The British reality was harsh. Due to the guarantees made to Poland, it entered the dangerous conflict with Nazi Germany, relatively unprepared, and it was not clear whether, when, and on which side, the great Soviet Union would join this conflict.

Moscow made the Non-Aggression Pact with Berlin and was trying to establish the best possible economic and political ties with it.

Moscow used the German attack on Poland to occupy it and to annex the greatest part of this country.

Later Moscow made use of the fact that both Berlin and Western Allies were busy fighting each other and annexed the other territories in Eastern Europe, which had been the part of the Russian Empire.

Germany unwillingly gave the “green light” for such an action, whereas London and Paris directly opposed it.  However, neither Germans nor the Western Allies did not know what they could expect from the Soviet Russia.

Stalin, as the absolutely pragmatic politician, followed the new developments and did not a priori treated either side in the war as the ally. He waited for the opportunity to use any side for his own benefits. Of course, the other “centres of power” adopted the same utilitarian view on the events.

No one suffered from sentimentality. Different outcomes were possible, not only the one which actually happened.

The Nazis attacked the USSR and in this way the Soviets became the ally of the West, but it was possible as well for the  USSR to enter the conflict with the West instead of with the Germans (for instance, after the Soviet attack on Finland some people very loudly demanded that the Western allies in such a case should react by declaring war, as in the case of the German attack on Poland).

There were some other possibilities, such as the USSR to wait for the escalation of the war in the Western Front and to attack Germany at the right moment, or to make a pact with it against England after the collapse of France.

Everything was  (and still is) possible in the competition of the global players, when it comes to both their interrelations and, particularly, when it comes to the destiny of the small nations and countries, which served  only as the scapegoats to them. Serbs often forget this fact and tend to descend into the abyss of the illusions about the traditional friendship.

It is not matter with whom, the matrix is the same. Irrationality prevails and it is forgotten that there is the only one spiritus movens in the international relations: national interests!

The reminiscence from history from the beginning of this article is useful in order to understand such a principle, particularly since it focuses on Russia, the country which many people in Serbia swear by, hoping it will support Serbia at any cost.

Such a concept is ill-founded. It also implies that these people forget that Russia, regardless of the changes in the “ideological packaging”,  has always been the serious country, which completely cool-headedly, and even cruelly, arranged its geopolitical puzzle, based on its own interests. Everything else is of no importance to Russia.

◆ List of tasks
A. Copy the passage on Soviet wartime policy from "The British reality" up to and including "the Soviet Russia.", swapping "Berlin" for "the German capital".
B. Repeat the records exactly, from their first line up to and including the line with "x=1067, y=281".

◆ Listing
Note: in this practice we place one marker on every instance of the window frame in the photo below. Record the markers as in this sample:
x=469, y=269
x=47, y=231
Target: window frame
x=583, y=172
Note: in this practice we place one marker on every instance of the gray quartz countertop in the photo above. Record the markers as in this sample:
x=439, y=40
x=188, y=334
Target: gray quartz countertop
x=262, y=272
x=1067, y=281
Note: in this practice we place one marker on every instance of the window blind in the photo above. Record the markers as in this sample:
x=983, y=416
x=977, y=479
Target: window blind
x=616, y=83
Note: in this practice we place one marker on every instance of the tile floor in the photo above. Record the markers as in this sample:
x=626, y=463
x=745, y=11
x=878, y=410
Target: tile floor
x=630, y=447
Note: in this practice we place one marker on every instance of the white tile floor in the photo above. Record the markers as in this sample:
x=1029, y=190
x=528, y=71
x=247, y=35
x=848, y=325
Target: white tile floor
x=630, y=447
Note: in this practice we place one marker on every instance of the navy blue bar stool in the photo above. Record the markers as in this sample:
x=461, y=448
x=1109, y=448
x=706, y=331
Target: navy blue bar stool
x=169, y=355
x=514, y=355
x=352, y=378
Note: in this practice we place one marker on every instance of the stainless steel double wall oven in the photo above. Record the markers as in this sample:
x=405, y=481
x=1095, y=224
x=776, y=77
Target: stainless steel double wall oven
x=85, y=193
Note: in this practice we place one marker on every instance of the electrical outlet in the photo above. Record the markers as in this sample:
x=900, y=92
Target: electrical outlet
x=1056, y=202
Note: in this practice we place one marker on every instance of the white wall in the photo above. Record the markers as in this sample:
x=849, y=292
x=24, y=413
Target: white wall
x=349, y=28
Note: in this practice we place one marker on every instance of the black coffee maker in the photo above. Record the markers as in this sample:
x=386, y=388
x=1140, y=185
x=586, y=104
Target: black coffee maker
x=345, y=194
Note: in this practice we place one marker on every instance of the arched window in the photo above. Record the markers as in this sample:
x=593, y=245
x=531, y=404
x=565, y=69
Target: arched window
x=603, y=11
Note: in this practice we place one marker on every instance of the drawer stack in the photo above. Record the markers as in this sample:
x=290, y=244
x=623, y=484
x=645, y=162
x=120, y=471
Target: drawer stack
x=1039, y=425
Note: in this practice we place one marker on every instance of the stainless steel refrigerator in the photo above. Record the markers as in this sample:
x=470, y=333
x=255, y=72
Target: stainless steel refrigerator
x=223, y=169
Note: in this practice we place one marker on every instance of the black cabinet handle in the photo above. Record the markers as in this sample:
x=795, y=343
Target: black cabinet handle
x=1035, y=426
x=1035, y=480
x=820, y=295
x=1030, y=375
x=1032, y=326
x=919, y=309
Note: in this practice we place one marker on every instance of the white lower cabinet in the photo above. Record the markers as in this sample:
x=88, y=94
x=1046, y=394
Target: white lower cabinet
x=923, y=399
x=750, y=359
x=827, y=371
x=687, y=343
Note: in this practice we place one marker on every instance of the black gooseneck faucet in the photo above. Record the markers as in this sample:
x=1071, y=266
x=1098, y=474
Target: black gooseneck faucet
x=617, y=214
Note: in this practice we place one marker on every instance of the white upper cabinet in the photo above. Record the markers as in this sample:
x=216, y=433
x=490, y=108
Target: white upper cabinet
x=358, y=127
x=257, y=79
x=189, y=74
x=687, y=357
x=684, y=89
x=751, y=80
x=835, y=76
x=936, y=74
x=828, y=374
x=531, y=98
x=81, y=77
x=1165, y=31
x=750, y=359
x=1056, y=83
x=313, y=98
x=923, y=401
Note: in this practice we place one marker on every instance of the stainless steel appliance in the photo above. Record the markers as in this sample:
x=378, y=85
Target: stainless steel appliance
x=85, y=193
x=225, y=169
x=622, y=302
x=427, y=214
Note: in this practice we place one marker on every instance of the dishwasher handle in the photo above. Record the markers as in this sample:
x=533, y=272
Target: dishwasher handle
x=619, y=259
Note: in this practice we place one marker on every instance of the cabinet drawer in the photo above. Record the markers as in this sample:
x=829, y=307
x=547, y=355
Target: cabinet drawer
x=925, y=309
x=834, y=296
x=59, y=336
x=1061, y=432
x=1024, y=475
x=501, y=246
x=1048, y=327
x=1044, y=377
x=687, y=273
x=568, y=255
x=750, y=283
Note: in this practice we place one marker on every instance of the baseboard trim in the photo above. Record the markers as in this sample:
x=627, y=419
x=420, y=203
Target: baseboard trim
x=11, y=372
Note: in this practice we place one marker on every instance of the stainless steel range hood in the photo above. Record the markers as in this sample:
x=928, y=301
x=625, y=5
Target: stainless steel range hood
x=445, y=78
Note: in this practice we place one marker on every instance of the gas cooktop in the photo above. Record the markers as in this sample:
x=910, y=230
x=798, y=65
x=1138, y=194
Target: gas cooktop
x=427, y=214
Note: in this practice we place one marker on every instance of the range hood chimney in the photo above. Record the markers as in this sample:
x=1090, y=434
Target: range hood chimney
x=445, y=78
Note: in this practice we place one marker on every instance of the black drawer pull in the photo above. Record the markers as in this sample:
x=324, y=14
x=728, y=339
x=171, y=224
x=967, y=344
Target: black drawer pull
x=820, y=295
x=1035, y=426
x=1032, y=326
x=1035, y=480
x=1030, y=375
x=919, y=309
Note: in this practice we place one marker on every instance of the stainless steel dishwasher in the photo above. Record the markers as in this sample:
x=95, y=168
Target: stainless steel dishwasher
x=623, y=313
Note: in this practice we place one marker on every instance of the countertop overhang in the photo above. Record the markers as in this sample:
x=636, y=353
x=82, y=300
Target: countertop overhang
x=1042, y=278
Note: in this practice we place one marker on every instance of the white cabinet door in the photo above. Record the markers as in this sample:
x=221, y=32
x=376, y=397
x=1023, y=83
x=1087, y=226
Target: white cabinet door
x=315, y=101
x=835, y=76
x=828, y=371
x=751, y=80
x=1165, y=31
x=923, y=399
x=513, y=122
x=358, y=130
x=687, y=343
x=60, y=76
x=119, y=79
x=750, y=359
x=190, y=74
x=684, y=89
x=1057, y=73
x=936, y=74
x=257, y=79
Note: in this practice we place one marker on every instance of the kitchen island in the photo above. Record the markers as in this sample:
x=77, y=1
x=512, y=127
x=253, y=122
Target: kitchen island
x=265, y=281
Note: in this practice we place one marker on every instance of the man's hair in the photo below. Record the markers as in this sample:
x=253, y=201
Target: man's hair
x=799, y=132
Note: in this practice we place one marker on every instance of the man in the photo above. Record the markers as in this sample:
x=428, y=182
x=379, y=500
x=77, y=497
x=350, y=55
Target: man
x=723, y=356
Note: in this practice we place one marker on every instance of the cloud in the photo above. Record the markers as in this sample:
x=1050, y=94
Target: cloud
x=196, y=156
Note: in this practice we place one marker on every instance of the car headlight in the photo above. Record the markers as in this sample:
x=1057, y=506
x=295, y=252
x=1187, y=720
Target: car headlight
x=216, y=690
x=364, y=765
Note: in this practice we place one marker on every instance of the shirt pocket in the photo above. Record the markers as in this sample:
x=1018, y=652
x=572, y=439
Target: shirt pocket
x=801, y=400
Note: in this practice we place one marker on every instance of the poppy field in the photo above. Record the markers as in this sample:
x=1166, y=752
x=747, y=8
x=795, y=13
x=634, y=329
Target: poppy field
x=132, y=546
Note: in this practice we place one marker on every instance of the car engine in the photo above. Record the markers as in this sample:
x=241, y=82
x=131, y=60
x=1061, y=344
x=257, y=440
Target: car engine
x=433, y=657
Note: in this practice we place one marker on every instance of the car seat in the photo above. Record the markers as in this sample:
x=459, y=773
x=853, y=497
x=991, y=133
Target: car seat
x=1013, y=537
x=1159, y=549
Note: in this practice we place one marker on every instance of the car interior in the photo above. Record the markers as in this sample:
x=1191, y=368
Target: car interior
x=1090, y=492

◆ Outputs
A.
The British reality was harsh. Due to the guarantees made to Poland, it entered the dangerous conflict with Nazi Germany, relatively unprepared, and it was not clear whether, when, and on which side, the great Soviet Union would join this conflict.

Moscow made the Non-Aggression Pact with the German capital and was trying to establish the best possible economic and political ties with it.

Moscow used the German attack on Poland to occupy it and to annex the greatest part of this country.

Later Moscow made use of the fact that both the German capital and Western Allies were busy fighting each other and annexed the other territories in Eastern Europe, which had been the part of the Russian Empire.

Germany unwillingly gave the “green light” for such an action, whereas London and Paris directly opposed it.  However, neither Germans nor the Western Allies did not know what they could expect from the Soviet Russia.

B.
Note: in this practice we place one marker on every instance of the window frame in the photo below. Record the markers as in this sample:
x=469, y=269
x=47, y=231
Target: window frame
x=583, y=172
Note: in this practice we place one marker on every instance of the gray quartz countertop in the photo above. Record the markers as in this sample:
x=439, y=40
x=188, y=334
Target: gray quartz countertop
x=262, y=272
x=1067, y=281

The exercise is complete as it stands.